+++ TEXTE AFFICHÉ +++

Les parties ont été régulièrement averties du jour de l'audience.

Ont été entendus au cours de l'audience publique :

- le rapport de M. Jean-François Papin, premier conseiller,

- et les conclusions de M. Jean-Michel Riou, rapporteur public.

Considérant ce qui suit :

1. Par un courrier daté du 22 mars 2017, la directrice académique des services de l'éducation nationale de la Seine-Maritime a fait connaître au maire de la commune d'Ourville-en-Caux que, dans le cadre de la mise en oeuvre de l'allocation progressive des moyens et compte-tenu des effectifs qui seraient ceux de l'école primaire " La Rosace " pour la rentrée 2017-2018, elle avait décidé, après consultation du comité technique départemental et du conseil départemental de l'éducation nationale, de procéder au retrait d'un des emplois de professeur des écoles affectés à cet établissement. Par une lettre du 21 juin 2017, le maire d'Ourville-en-Caux a formé un recours gracieux contre la décision contenue dans ce courrier, mais ce recours a été expressément rejeté le 6 juillet 2017. La commune d'Ourville-en-Caux a, dès lors, porté le litige devant le tribunal administratif de Rouen, en lui demandant d'annuler la décision de la directrice académique des services de l'éducation nationale de la Seine-Maritime du 22 mars 2017, ainsi que la décision du 6 juillet 2017 rejetant son recours gracieux. Par un jugement du 6 novembre 2018, le tribunal administratif de Rouen a prononcé l'annulation de ces décisions. Le ministre de l'éducation nationale et de la jeunesse relève appel de ce jugement.

+++

▶ **CONSIGNE**:
Recopiez s'il vous plaît le passage de l'extrait de décision situé entre "Ont été entendus" et "Riou, rapporteur public.", bornes incluses, en renommant "premier conseiller" en "conseiller rapporteur". La liste qui suit ne joue aucun rôle ici.

+++ LIGNES +++

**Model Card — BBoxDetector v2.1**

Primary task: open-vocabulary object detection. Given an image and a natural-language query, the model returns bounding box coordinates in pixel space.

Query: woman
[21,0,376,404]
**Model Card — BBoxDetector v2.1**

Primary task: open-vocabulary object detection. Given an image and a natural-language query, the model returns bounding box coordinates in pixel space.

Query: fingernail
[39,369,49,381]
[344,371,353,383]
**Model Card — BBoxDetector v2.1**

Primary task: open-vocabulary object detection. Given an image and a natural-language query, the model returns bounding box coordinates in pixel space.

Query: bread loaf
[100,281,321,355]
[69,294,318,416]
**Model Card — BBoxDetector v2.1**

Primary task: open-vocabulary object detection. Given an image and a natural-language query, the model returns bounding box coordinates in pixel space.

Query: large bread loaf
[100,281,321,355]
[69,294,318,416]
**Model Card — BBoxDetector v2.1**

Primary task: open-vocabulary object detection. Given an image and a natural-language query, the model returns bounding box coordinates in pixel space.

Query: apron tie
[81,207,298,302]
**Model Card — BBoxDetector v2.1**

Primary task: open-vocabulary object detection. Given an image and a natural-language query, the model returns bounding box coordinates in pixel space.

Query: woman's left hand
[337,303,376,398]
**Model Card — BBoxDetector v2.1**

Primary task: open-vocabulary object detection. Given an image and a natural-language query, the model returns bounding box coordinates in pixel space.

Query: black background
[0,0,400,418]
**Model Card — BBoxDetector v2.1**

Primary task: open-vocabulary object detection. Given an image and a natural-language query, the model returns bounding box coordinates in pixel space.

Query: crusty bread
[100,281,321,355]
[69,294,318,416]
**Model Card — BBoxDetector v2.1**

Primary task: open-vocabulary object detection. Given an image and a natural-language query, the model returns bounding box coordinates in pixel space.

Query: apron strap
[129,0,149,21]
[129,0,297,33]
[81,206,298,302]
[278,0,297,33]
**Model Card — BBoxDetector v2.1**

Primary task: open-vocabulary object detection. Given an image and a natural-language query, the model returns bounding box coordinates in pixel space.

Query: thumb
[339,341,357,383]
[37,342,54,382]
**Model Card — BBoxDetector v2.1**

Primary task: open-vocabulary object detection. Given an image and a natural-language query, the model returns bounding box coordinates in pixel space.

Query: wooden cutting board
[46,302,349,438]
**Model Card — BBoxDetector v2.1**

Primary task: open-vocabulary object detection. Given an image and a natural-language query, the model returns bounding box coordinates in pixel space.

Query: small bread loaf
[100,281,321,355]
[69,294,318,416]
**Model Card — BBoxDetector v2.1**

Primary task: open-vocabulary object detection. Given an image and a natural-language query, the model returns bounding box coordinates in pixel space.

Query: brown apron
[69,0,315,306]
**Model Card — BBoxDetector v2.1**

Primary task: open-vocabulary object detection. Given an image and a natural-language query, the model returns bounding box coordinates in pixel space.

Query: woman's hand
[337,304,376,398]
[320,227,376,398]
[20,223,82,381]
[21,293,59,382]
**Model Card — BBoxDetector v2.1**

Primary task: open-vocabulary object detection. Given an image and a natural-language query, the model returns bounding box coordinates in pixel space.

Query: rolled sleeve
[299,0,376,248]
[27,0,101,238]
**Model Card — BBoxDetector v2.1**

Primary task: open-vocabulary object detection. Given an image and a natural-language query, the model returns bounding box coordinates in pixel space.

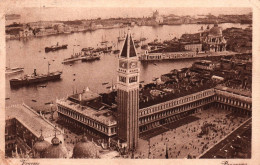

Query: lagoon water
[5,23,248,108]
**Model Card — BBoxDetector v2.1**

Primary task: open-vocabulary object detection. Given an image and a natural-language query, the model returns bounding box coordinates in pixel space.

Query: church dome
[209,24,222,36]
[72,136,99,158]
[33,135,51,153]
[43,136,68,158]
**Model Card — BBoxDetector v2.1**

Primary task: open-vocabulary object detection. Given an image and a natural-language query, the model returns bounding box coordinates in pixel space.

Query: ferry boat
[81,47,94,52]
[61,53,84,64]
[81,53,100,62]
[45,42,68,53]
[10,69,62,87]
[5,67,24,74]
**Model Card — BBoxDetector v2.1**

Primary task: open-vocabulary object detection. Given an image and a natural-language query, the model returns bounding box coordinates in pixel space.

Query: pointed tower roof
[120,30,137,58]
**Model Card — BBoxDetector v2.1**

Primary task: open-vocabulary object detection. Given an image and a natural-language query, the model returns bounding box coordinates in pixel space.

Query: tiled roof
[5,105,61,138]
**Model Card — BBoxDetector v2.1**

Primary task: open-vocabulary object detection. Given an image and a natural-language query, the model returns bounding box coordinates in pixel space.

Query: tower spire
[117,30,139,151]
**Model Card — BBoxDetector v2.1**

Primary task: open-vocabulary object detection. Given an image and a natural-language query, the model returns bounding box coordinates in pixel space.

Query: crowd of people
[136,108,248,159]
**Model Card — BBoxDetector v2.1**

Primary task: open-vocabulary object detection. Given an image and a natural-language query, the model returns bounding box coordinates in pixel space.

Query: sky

+++

▶ **SOLUTION PROPOSÉE**:
Ont été entendus au cours de l'audience publique :

- le rapport de M. Jean-François Papin, conseiller rapporteur,

- et les conclusions de M. Jean-Michel Riou, rapporteur public.